• **Problem requirements**:
Set down the data below once more, precisely as it reads.
----
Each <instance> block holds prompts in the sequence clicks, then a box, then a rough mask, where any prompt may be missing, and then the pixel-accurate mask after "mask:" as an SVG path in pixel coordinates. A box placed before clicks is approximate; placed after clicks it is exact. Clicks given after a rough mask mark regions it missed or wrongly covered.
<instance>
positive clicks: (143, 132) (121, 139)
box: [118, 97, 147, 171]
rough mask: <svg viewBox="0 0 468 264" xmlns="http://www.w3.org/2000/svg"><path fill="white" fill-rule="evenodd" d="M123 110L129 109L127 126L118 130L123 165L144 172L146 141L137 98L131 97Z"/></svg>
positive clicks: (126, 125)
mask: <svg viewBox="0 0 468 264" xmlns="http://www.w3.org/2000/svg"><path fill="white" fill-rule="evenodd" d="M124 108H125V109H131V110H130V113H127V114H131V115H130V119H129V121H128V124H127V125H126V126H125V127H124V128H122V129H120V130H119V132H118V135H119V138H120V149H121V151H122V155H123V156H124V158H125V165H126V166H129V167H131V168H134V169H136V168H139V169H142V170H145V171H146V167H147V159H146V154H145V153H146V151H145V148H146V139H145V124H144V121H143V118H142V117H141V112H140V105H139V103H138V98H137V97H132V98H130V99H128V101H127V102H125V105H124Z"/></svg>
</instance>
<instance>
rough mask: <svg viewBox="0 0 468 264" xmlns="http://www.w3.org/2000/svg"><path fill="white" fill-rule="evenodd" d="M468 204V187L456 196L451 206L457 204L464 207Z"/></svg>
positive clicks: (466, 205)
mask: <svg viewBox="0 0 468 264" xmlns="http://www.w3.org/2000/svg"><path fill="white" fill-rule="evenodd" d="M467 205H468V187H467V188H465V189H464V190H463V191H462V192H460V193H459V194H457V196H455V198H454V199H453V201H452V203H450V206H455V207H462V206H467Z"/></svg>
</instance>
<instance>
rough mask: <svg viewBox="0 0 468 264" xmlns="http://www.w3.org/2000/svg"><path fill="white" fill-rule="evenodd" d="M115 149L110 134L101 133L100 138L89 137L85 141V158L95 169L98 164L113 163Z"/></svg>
----
• **Task result**:
Each <instance> block holds prompts in the sequence clicks, then a box, then a rough mask, where any prompt may be missing, and then the pixel-accurate mask after "mask:" as an SVG path in pixel coordinates. A box placed before clicks is approximate; placed after clicks it is exact. Clicks given after a rough mask mark regions it missed or wrongly covered.
<instance>
positive clicks: (143, 132) (121, 139)
box: [118, 97, 147, 171]
rough mask: <svg viewBox="0 0 468 264" xmlns="http://www.w3.org/2000/svg"><path fill="white" fill-rule="evenodd" d="M123 110L129 109L127 126L118 130L123 165L144 172L146 141L137 98L131 97Z"/></svg>
positive clicks: (126, 125)
mask: <svg viewBox="0 0 468 264" xmlns="http://www.w3.org/2000/svg"><path fill="white" fill-rule="evenodd" d="M124 108H125V109H131V110H130V113H127V114H131V115H130V119H129V121H128V124H127V125H126V126H125V127H124V128H122V129H120V130H119V132H118V135H119V138H120V149H121V151H122V155H123V156H124V158H125V165H126V166H129V167H131V168H134V169H136V168H139V169H142V170H145V171H146V167H147V159H146V154H145V153H146V151H145V148H146V139H145V124H144V121H143V118H142V117H141V112H140V105H139V103H138V98H137V97H132V98H130V99H128V101H127V102H125V105H124Z"/></svg>
</instance>
<instance>
rough mask: <svg viewBox="0 0 468 264" xmlns="http://www.w3.org/2000/svg"><path fill="white" fill-rule="evenodd" d="M468 204V187L456 196L451 206L457 204L464 207Z"/></svg>
positive clicks: (466, 205)
mask: <svg viewBox="0 0 468 264" xmlns="http://www.w3.org/2000/svg"><path fill="white" fill-rule="evenodd" d="M467 205H468V187H467V188H465V189H464V190H463V191H462V192H460V193H459V194H457V196H455V198H454V199H453V201H452V203H450V206H455V207H462V206H467Z"/></svg>
</instance>
<instance>
rough mask: <svg viewBox="0 0 468 264" xmlns="http://www.w3.org/2000/svg"><path fill="white" fill-rule="evenodd" d="M115 149L110 134L101 133L100 138L89 137L85 141V158L95 169L98 164L113 163Z"/></svg>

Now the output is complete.